* [Requirement] Copy the rows from the line with "Ground the mountain for me." to the line with "Ground the gravel shoulder for me.", substituting "heifer" for every occurrence of "cow" and leaving the pictures out. Keep all other text as it stands.

--- Provided records ---

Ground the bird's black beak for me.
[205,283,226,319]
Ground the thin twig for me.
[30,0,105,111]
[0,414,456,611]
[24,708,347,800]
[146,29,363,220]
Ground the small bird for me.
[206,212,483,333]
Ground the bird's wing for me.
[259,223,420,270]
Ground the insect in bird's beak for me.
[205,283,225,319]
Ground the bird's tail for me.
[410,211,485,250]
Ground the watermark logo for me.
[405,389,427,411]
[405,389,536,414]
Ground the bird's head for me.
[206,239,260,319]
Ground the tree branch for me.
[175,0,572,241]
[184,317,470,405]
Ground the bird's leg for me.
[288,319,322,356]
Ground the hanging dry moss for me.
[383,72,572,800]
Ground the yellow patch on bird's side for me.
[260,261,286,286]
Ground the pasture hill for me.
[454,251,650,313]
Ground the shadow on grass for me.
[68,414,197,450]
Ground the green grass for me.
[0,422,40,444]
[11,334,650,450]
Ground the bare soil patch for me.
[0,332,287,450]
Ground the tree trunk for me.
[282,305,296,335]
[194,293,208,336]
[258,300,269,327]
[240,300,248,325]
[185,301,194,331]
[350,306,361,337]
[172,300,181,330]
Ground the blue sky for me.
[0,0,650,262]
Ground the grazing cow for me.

---
--- Provided records ---

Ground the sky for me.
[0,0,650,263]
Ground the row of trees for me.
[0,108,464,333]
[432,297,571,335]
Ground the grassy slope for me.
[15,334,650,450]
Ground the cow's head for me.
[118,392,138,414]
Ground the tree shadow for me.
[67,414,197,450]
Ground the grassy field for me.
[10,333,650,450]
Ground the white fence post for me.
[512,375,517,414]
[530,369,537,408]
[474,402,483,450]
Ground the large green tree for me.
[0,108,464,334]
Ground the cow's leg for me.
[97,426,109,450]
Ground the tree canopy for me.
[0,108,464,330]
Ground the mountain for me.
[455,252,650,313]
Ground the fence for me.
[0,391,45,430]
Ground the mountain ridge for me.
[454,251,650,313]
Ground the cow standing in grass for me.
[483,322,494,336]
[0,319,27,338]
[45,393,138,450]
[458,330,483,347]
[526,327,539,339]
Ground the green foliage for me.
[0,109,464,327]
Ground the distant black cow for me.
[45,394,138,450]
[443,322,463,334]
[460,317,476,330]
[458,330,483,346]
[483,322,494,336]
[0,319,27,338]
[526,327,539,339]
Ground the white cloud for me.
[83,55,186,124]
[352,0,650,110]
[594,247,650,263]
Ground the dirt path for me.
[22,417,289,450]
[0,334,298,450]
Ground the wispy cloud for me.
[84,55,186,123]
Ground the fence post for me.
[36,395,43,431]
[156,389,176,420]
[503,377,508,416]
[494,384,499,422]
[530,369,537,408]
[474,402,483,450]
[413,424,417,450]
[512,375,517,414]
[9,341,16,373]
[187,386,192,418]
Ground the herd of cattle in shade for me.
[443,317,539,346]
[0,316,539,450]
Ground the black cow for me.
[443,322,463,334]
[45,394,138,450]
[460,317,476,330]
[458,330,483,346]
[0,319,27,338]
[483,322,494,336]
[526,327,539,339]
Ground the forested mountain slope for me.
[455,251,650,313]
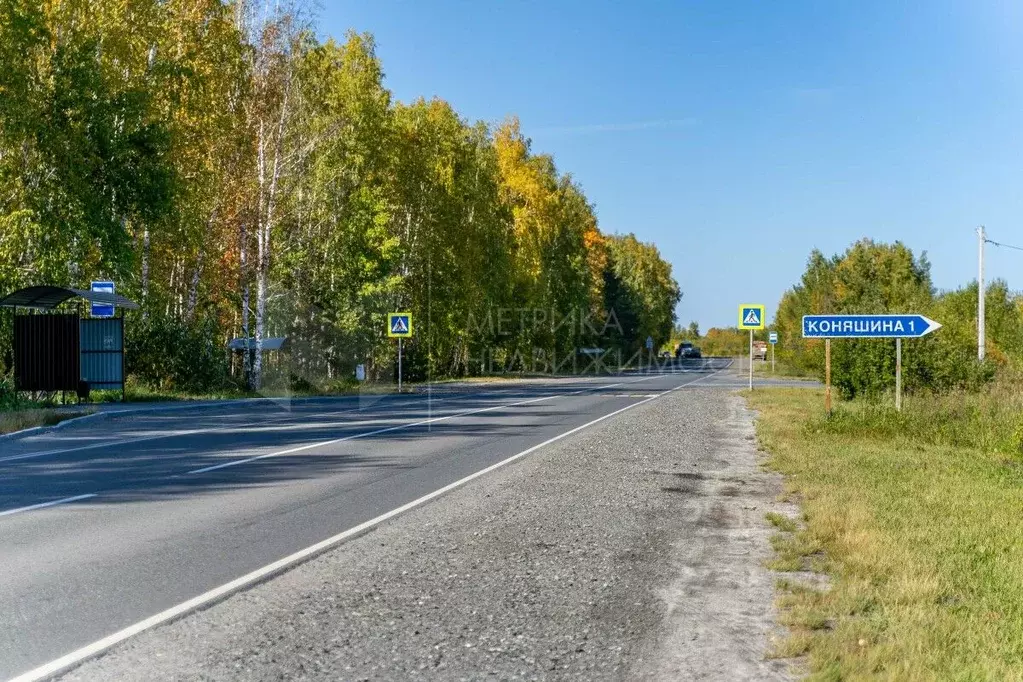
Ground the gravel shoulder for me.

---

* [Correct result]
Ground the mountain for me.
[455,252,650,313]
Ground the fence for me.
[0,391,45,430]
Ground the mountain ridge for me.
[454,251,650,313]
Ground the heifer standing in grass for me.
[483,322,494,336]
[0,319,27,338]
[45,393,138,450]
[458,330,483,347]
[526,327,539,339]
Ground the green foliage for me.
[0,109,464,327]
Ground the distant black heifer for me.
[45,394,138,450]
[443,322,463,334]
[460,317,476,330]
[458,330,483,346]
[483,322,494,336]
[0,319,27,338]
[526,327,539,339]
Ground the white cloud for me.
[83,55,186,124]
[352,0,650,110]
[594,247,650,263]
Ground the dirt path for me.
[22,417,289,450]
[0,334,298,450]
Ground the wispy cloud for me.
[84,55,186,123]
Ground the fence post for me.
[36,395,43,431]
[156,389,176,420]
[503,377,508,416]
[494,384,499,422]
[530,369,537,408]
[474,402,483,450]
[413,424,417,450]
[512,375,517,414]
[9,341,16,373]
[187,386,192,418]
Ground the herd of cattle in shade for me.
[443,317,539,346]
[0,316,539,450]
Ground the black heifer for me.
[443,322,463,334]
[45,394,138,450]
[460,317,476,330]
[458,330,483,346]
[0,319,27,338]
[483,322,494,336]
[526,327,539,339]
Ground the forested mountain slope for me.
[455,251,650,313]
Ground the gravel shoulder for me.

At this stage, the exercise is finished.